→ **Tasks to complete**
**A)** Answer these questions from the Lorcan Morris article:
(i) Which college did Morris attend?
(ii) At what event and at what age did he begin caddying?
(iii) For whom does he caddie on The PGA Tour Champions?
**B)** Using the Lorcan Morris article, decide whether each statement is true (yes) or false (no), and quote the words that settle it:
(i) Morris turned professional in 2006.
(ii) Morris's father built the driving net in the front yard of their home.
(iii) Morris is no longer in touch with Laura Davies.
**C)** Continue the Lorcan Morris article from the point where it ends.

Personal information
- Born: December 4, 1981 (age 44) Swords, Republic of Ireland
- Height: 1.73 m (5 ft 8 in)
- Sporting nationality: Ireland
- Residence: Boiling Springs, North Carolina
- Spouse: Kimberly
- Children: Trinity 2008; Fergus 2016;

Career
- College: Wingate University
- Turned professional: 2006
- Former tours: NGA Hooters Tour, E Golf Tour
- Professional wins: 11

= Lorcan Morris =

Irish professional golf caddie (born 1981)

Lorcan Morris (born 4 December 1981) is an Irish professional golf caddie on The PGA Tour Champions for Timothy O'Neal and the former caddie for Robert Garrigus on The PGA Tour. He is based in Boiling Springs, North Carolina.

==Early life==
Morris was born in Dublin, Ireland and attended Rolestown NS and Malahide Community School. When he was a child his father built a flood lit driving net in their back garden for him to practice before and after school. He began his career of caddying at age 12 at the 1994 Ladies Irish Open where he caddied for Laura Davies. He credits his golf career to that chance meeting with Davies with whom he is still close friends to this day.

→ **Referring expression pointing data**
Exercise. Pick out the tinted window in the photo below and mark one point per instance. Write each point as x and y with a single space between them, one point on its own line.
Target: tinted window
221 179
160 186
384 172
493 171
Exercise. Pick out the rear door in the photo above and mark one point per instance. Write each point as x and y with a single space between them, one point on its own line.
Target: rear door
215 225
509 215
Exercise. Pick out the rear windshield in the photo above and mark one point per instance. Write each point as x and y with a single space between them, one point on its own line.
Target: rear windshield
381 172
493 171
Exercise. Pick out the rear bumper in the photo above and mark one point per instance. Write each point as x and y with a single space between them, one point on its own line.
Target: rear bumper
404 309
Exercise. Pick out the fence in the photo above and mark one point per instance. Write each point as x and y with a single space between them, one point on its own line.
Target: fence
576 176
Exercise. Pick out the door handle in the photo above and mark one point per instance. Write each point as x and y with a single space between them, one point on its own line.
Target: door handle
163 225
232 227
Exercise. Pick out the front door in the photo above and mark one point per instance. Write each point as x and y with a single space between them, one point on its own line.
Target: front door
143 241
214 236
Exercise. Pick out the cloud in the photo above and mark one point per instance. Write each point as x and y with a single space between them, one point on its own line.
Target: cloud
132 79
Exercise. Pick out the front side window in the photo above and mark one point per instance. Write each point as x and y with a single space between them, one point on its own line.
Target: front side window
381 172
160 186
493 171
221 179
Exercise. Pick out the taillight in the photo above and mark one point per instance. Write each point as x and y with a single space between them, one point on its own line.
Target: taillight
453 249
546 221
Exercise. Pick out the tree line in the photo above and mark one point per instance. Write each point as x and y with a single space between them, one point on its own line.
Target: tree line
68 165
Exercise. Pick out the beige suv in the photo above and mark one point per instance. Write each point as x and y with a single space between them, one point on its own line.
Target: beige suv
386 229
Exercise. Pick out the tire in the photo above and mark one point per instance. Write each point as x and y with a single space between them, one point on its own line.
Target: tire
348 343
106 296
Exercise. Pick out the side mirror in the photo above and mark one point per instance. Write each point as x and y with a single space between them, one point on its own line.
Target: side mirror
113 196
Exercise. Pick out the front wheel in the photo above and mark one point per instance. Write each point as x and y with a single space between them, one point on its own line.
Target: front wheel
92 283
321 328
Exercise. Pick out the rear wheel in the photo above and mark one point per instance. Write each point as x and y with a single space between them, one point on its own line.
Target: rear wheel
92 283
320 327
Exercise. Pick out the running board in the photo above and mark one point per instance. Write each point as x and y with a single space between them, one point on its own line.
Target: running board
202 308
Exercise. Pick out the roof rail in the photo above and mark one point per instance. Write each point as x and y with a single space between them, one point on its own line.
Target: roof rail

→ **Results for the exercise**
**A)**
(i) Wingate University
(ii) The 1994 Ladies Irish Open, at age 12
(iii) Timothy O'Neal

**B)**
(i) Yes: "Turned professional: 2006"
(ii) No: "his father built a flood lit driving net in their back garden"
(iii) No: "with whom he is still close friends to this day"

**C)**
==Career==
===Amateur===
Morris got a golf scholarship to Wingate University near Charlotte, North Carolina. He graduated in 2006 as the most successful Bulldog in program history. He won the 2005 UNCP Intercollegiate held at Carolina Sands golf club in a playoff with a birdie at the first playoff hole. Morris was a first team All American at Wingate in 2005 and 2006. While at Wingate, Morris won The Charlotte City Am in 2006. He also recorded a top 10 in The Florida Azalea Amateur in 2006 along with a top 20 at The Cardinal Amateur. Morris also won back-to-back to back Union County Amateur titles in 2004, 2005 and 2006 while at Wingate. He won the Amateur Golf Tour (now Golfweek Amateur Golf Tour) national championship in 2005 at the Wild Wing Resort in Myrtle Beach,SC, USA. Morris won his first of 2 Myrtle Beach Amateur championships in 2006.

===Professional===
Morris played professionally after college for 3 1/2 years on various mini tours winning 11 professional events He was the winner of the 2005 Golfweek Amateur Tour at the Wild Wing Resort in Myrtle Beach SC. This win was notable due to the fact he was 6 shots behind with 4 holes to go and finished birdie, eagle, birdie, birdie to clinch his first and only to date national championship. In October 2004 Morris was beaten in a play off at the same event by Tommy Miller of Boone, North Carolina on the first playoff hole with Morris failing to match Millers birdie. Morris has also won The Charlotte City Amateur (2006), Myrtle Beach Amateur (2006).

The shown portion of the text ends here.